#### Directions for this task:
In the passage on compressing motion data with an autoencoder, list every distinct activation function the network code assigns to a Dense layer.

#### Document passage:
○ ○ ○

Here is a quick overview of the code above. After loading values from attributes, we load the CSV, which is cached if the filename has not changed. The number of ports in the node will be adjusted to fit the data available in the CSV, following pattern outlined in the table previously shown. The seven first columns refer to the global xfo (translation + orientation of the root joints), all remaining columns refer to quaternion orientations of the remaining joints.

If the code is ok, you should be able to load one of the CSV files and connect it to the FBX skeleton. You’ll need to use ‘decompose matrix’ nodes to connect the output matrices to the proper transform components, like so:

If everything is setup correctly you should see something like this:

Original data loaded from a CSV with our custom DG node

I provide you with a Maya scene in the resources, so you can see how everything should be connected.

Compressing data with an Autoencoder

Now that we can see the data, let us compress it using an Autoencoder. I provide you the Python code for that both in the form of regular .py files as well as Jupyter Notebooks (please check the resources for this article). Here I’ll go over the most cricital parts of the code.

data_folder = "../data/train"
data_file = os.path.join(data_folder, 'condensed_cmu_locomotion_dataset.npy')
data_container = np.load(data_file)
data_container = data_container[:,7:]
# Uncomment following lines to test and adjust hyperparameters
# np.random.shuffle(data_container)
# data_container = data_container[:1000,:]

The first thing we need to do, after loading the proper libraries, is to load the training dataset. Note that I am not using the first seven entries in the data container (root position and orientation) to train the network; the reason for that is to not teach the model to correlate global positioning with character poses, which would be wrong. Note that I have left commented out code you can use to train the network with a randomly chosen small sample of the data. It is good practice to check if your model works on little data, before having it working on big data, as training times differ a lot.

Now we set up the network’s topology:

input_dim = 120
encoding_dim1 = 60
encoding_dim2 = 30
input_data = Input(shape=(input dim,))

encode_h1 = Dense(encoding_dim1, activation='sigmoid')(input_data)
encode_h2 = Dense(encoding_dim2, activation='sigmoid')(encode_h1)
decode_h1 = Dense(encoding_dim1, activation='linear')(encode_h2)
decode_h2 = Dense(input_dim, activation='tanh')(decode_h1)
autoencoder = Model(input_data, decode_h2)

The input dimension is 120, one 4-dimensional quaternion for each of the 30 joints. Then we compress that to 60 features on the first hidden layer and down to 30 on the second one. The third hidden layer, or first decoding layer, brings the data back to 60 dimensions. And the final layer brings everything back to the original representation. A word about the activations: I’m using sigmoid activations to encode and linear activations to decode the data. This activation choice is a typical one in autoencoders, but it would work with other activations. The final activation “tanh” (aka tangential) is a bit of a trick related to the data we are using. The tanh layer fits activations to a range between -1 and 1, as has been discussed in this previous article. Quaternions also range from -1,1; so by using “tanh” we make sure we’ll get valid quaternion values without any post-processing step.Now we compile and train the network.

○ ○ ○

#### Recorded information:
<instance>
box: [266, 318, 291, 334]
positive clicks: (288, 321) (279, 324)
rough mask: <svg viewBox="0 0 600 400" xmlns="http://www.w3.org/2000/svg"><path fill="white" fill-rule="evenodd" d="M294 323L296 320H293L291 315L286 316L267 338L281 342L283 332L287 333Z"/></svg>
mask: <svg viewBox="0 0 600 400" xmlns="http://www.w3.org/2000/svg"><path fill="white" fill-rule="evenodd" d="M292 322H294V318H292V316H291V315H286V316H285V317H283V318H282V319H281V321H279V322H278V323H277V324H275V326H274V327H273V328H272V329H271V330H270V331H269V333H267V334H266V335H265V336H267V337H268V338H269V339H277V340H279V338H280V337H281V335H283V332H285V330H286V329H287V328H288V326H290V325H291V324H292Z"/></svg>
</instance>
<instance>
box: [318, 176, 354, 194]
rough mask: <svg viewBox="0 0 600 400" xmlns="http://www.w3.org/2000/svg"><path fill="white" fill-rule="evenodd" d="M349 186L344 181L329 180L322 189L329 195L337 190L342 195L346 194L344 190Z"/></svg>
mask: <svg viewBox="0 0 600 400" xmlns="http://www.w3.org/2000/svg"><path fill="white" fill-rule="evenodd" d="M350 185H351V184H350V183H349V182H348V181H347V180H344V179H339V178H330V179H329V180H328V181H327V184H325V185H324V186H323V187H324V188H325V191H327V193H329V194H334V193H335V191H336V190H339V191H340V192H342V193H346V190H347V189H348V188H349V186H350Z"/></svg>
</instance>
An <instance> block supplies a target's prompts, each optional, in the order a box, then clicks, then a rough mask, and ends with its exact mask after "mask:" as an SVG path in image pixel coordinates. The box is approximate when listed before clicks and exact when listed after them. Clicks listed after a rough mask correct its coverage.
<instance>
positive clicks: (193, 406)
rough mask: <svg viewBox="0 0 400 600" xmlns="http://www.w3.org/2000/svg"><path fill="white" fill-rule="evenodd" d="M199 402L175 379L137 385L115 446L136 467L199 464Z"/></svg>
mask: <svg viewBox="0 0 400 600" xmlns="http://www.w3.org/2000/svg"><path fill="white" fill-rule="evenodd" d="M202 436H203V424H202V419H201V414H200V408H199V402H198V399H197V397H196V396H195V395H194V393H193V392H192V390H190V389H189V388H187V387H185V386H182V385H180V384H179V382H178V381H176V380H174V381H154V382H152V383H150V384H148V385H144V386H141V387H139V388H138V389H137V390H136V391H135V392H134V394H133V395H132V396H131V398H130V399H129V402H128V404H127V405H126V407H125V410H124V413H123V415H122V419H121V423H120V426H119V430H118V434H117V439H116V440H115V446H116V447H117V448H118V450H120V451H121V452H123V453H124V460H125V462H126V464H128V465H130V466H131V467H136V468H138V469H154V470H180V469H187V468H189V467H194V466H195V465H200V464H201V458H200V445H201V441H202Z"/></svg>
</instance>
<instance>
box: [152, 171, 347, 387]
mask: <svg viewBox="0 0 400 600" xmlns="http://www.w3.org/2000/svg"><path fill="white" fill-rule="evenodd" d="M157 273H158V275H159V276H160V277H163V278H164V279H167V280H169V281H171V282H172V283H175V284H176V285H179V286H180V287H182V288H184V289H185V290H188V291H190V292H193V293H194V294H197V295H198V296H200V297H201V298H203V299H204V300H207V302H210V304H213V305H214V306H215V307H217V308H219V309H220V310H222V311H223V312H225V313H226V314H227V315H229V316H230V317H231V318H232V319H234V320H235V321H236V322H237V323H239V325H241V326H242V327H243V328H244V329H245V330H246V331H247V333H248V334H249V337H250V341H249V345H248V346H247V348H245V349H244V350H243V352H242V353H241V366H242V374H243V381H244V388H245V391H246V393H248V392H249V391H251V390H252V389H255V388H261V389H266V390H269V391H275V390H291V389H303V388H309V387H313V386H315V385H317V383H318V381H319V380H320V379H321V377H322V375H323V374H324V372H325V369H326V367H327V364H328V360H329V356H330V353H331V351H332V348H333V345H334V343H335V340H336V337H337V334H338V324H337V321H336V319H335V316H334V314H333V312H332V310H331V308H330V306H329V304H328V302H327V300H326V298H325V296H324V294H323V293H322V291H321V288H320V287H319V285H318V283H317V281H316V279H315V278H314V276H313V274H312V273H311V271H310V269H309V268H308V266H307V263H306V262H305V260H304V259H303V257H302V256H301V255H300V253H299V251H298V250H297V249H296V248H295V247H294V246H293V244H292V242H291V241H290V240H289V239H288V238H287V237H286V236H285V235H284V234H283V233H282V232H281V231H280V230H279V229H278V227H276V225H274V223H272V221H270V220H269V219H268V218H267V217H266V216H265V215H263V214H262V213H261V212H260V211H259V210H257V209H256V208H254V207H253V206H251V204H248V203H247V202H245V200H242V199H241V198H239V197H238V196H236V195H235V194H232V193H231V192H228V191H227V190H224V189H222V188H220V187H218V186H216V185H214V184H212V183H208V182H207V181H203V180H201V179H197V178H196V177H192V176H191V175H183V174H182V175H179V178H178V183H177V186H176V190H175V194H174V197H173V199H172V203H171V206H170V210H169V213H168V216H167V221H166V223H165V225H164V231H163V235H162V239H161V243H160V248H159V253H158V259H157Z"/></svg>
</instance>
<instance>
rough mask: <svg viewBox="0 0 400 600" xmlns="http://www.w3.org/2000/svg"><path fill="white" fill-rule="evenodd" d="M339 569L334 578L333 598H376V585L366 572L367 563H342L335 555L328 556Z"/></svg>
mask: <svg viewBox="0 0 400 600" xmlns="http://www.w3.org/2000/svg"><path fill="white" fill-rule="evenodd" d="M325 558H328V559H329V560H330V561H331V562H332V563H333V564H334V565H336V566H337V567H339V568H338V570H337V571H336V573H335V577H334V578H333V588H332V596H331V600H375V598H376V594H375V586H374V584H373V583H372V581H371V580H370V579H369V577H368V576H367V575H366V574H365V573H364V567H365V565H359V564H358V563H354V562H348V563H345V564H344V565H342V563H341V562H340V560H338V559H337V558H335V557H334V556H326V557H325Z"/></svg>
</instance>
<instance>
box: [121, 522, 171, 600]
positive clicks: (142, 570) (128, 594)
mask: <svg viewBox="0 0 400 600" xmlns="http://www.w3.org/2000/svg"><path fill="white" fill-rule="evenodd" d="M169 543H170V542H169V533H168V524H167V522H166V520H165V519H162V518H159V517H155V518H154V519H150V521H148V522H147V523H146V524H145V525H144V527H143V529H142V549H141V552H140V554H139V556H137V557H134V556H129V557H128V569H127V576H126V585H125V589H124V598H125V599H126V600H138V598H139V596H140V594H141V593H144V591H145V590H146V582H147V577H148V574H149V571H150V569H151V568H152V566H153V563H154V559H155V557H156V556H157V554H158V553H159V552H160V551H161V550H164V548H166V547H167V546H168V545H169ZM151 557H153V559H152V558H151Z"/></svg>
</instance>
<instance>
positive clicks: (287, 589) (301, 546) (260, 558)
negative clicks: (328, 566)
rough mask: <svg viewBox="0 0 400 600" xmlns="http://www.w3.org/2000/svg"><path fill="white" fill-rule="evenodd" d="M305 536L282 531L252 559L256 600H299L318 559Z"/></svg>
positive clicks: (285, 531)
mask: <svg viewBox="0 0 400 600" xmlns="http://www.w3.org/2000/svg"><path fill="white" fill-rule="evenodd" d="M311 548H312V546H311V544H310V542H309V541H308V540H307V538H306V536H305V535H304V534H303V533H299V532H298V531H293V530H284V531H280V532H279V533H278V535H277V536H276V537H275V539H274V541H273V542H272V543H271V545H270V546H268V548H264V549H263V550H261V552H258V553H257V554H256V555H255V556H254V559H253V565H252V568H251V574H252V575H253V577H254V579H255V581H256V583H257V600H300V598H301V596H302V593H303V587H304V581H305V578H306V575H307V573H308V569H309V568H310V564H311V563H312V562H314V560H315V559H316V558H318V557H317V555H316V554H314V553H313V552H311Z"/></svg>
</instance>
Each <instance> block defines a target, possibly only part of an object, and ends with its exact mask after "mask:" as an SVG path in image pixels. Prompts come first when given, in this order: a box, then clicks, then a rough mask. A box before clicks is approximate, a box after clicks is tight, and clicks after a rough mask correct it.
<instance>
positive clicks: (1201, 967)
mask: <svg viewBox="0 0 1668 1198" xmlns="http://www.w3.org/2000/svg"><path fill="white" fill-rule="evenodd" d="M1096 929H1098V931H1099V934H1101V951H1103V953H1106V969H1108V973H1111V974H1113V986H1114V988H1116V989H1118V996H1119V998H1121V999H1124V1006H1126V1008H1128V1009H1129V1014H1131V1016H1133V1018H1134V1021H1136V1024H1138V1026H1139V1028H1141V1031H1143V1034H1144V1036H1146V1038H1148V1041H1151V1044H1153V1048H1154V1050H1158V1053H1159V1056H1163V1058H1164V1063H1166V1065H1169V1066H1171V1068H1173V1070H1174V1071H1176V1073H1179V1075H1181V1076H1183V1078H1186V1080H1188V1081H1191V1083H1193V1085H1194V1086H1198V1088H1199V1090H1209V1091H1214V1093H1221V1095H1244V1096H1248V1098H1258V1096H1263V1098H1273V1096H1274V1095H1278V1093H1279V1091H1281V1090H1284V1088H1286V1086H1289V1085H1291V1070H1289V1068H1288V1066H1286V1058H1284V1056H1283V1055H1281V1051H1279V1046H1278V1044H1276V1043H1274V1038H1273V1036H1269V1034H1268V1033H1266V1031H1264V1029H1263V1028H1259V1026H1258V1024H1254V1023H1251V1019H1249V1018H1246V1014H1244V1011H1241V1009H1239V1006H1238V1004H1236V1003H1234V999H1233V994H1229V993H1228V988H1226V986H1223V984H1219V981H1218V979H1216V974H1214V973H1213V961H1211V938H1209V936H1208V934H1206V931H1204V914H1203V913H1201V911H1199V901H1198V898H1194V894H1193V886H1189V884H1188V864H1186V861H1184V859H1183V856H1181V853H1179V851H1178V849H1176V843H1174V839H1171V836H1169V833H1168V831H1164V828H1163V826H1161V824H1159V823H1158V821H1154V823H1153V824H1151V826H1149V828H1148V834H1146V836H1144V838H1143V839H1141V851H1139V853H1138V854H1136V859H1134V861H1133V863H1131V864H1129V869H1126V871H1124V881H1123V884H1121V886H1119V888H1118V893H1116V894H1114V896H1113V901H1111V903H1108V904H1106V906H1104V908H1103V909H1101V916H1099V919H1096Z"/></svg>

○ ○ ○

#### Task answer:
sigmoid, linear, tanh